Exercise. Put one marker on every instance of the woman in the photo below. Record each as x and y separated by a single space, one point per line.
* * *
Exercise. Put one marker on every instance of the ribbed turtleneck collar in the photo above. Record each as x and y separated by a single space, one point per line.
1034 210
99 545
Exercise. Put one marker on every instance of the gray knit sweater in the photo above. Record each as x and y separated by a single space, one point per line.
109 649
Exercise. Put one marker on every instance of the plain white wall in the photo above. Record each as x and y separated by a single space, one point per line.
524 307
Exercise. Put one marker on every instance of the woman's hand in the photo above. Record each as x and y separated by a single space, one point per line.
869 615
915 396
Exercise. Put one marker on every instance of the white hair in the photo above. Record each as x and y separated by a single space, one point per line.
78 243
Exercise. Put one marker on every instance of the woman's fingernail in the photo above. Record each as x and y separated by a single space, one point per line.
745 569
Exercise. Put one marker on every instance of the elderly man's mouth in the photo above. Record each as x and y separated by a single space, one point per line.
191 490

- **Directions**: Return each line of the records above that contains the word "white". Case counts.

- **Solution to this exercise**:
Exercise. Put one marker on every instance of the plain white wall in the photo above. Record each as x and y separated by a single space, one point per line.
Exercise. Put one marker on every instance of the white hair in the photo above. Record each as x and y separated by a single space, one point per line.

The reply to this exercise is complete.